| WORK TO DO |
1. Decide whether each statement agrees with the lecture passage below, answering yes or no and quoting the deciding words: (a) The operator added to the language is multiplication. (b) A proper LC program has no free variables. (c) The structure add is defined with fields named left and right.
2. Return every line of the entries below that holds the string "road".

| PASSAGE GIVEN |
● ● ●

[PLT logo] Lecture 4, Comp 311

A Syntactic Interpreter for LC

Recall the syntax of LC. We will add one primitive binary operator, +, to the language, giving the following syntax for terms in the language:

M :== x | n | (lambda (x) M) | (M M) | (+ M M)
A proper LC program is an LC expression M that is closed, i,e., contains no free variables. An LC program is any LC expression. Think of LC as being a sub-language of Scheme. For the moment, we will confine our attention to proper programs.

We similarly extend our abstract syntax for LC to include addition as a primitive application. The set AE of abstract representations is defined bv the equation:

AE = (make-var Var)
   | (make-const Num)
   | (make-proc Var AR) 
   | (make-app AR AR)
   | (make-add AR AR)

given the data definitions:

(define-struct var (name))
(define-struct const (number))
(define-struct proc (param body))
(define-struct app (rator rand))
(define-struct add (left right))

Recall that in Comp 210, we formulated the semantics of Scheme as an extension to the familiar algebraic calculation process. Consider (+ (+ 3 4) (+ 7 5)). To evaluate this, we first determine the value of (+ 3 4) and of (+ 7 5). Why? Because these are not values and + can only add two values (numbers).

● ● ●

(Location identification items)
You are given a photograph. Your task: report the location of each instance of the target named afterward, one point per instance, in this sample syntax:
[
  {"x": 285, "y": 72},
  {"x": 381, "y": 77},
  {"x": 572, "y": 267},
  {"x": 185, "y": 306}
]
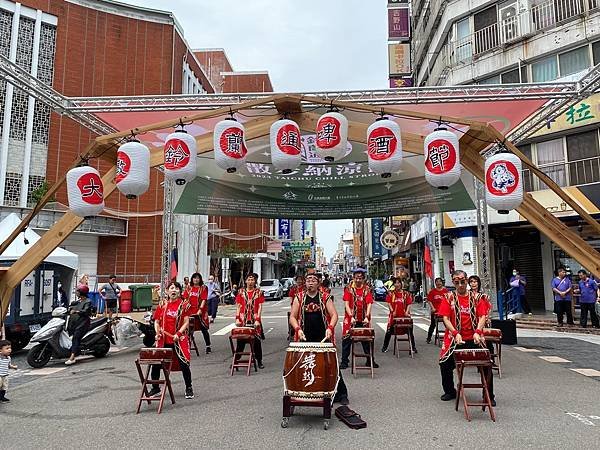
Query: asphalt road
[{"x": 92, "y": 404}]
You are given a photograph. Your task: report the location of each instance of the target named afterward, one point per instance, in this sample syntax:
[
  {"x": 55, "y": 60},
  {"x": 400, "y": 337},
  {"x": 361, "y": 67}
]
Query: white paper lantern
[
  {"x": 503, "y": 182},
  {"x": 85, "y": 191},
  {"x": 180, "y": 157},
  {"x": 332, "y": 136},
  {"x": 230, "y": 145},
  {"x": 133, "y": 169},
  {"x": 442, "y": 158},
  {"x": 384, "y": 147},
  {"x": 286, "y": 144}
]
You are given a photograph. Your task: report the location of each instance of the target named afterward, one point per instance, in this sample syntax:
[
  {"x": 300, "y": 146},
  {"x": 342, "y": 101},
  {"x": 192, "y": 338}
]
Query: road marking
[
  {"x": 44, "y": 371},
  {"x": 553, "y": 359},
  {"x": 588, "y": 372},
  {"x": 225, "y": 330},
  {"x": 527, "y": 350}
]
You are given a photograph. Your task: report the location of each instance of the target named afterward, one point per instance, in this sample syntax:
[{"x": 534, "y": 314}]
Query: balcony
[
  {"x": 572, "y": 173},
  {"x": 540, "y": 17}
]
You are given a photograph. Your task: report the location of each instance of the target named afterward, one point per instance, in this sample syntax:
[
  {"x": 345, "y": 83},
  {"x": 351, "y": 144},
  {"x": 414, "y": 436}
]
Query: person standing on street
[
  {"x": 111, "y": 292},
  {"x": 313, "y": 319},
  {"x": 589, "y": 294},
  {"x": 358, "y": 301},
  {"x": 518, "y": 282},
  {"x": 214, "y": 293},
  {"x": 249, "y": 309},
  {"x": 464, "y": 317},
  {"x": 562, "y": 288},
  {"x": 171, "y": 322},
  {"x": 435, "y": 297}
]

● ● ●

| TASK-BY-TASK RESULTS |
1.
(a) No: "We will add one primitive binary operator, +, to the language"
(b) Yes: "contains no free variables"
(c) Yes: "(define-struct add (left right))"

2.
Query: asphalt road
Query: road marking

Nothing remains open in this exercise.